How to complete this task: The entries below are to be returned exactly. Include all of them.

Records from a data source
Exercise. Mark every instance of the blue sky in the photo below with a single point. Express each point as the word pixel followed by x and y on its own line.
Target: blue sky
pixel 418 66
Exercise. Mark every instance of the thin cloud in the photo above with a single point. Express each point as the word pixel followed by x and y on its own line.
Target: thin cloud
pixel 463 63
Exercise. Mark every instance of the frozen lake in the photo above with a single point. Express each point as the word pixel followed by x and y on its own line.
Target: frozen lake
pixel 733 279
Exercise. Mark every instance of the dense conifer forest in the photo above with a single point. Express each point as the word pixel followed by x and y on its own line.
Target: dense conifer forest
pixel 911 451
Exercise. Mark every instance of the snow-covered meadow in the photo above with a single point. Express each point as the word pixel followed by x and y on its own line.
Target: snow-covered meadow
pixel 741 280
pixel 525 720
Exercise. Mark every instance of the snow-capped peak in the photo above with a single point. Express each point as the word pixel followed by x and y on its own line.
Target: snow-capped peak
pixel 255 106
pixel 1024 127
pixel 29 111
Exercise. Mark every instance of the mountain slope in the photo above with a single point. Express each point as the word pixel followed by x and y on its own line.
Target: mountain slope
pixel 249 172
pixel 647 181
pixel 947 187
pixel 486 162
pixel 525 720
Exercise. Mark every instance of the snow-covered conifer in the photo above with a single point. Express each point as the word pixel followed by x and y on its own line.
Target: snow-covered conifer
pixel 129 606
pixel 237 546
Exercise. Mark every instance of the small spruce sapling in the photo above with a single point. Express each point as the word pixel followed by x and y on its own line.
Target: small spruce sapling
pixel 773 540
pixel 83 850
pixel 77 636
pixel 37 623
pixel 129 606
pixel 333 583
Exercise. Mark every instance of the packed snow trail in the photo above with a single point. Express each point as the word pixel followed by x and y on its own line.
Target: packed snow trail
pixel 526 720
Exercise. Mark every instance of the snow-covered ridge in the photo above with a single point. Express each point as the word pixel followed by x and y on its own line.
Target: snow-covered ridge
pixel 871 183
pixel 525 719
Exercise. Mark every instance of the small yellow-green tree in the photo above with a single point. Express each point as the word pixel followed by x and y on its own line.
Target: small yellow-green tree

Reply to the task:
Exercise. Mark every instance of the blue sky in the photo below with a single point. Express each point as the word pixel followed by x and y on its own line.
Target: blue sky
pixel 418 66
Exercise. Mark every instance of the thin cloud in the photo above with a single point. Express each point as the word pixel followed by x and y on its own line.
Target: thin cloud
pixel 463 63
Exercise. Mark every instance of the frozen lake in the photo above with a single point. Express each point as the word pixel followed by x and y on its own line.
Target: frozen lake
pixel 733 279
Exercise. Mark every instance of the dense conifer forest in the photo above with a single point. Express each point as the word pixel followed by x and y on its own line.
Target: dense conifer forest
pixel 911 451
Exercise. Mark every instance of the snow-covered meadow in the photo above with a single point. Express each point as the word pixel followed by x and y on its own line.
Target: snow-covered meadow
pixel 741 280
pixel 525 720
Exercise. Mark every instance of the snow-capped peak in the photo above with a single point. Express each point as the word pixel followed by x and y on its own line.
Target: snow-capped peak
pixel 255 106
pixel 1024 127
pixel 29 111
Exercise. Mark every instance of the mountain slope in the photo above with a single point. Express each point as the word pixel followed by x and y on its own line.
Target: mountain slope
pixel 249 172
pixel 647 181
pixel 947 187
pixel 486 162
pixel 525 720
Exercise. Mark every instance of the snow-covered conifer in the photo above with a single point. Express each point as the word pixel followed by x and y on its own line.
Target: snow-covered conifer
pixel 129 606
pixel 237 546
Exercise. Mark every instance of the small spruce sapling in the photo above with a single point. Express each point as the word pixel followed by x and y on its own line.
Target: small spruce sapling
pixel 773 540
pixel 83 850
pixel 77 636
pixel 37 623
pixel 129 606
pixel 333 583
Exercise. Mark every instance of the packed snow trail in the photo above with a single point. Express each point as the word pixel followed by x and y on its own line.
Target: packed snow trail
pixel 526 720
Exercise. Mark every instance of the snow-covered ridge in the photo above with a single point. Express each point as the word pixel followed by x and y on its own line.
Target: snow-covered ridge
pixel 871 183
pixel 525 719
Exercise. Mark every instance of the small yellow-green tree in the photo above with a single point. Express each point as the word pixel followed by x and y on its own line.
Target: small yellow-green tree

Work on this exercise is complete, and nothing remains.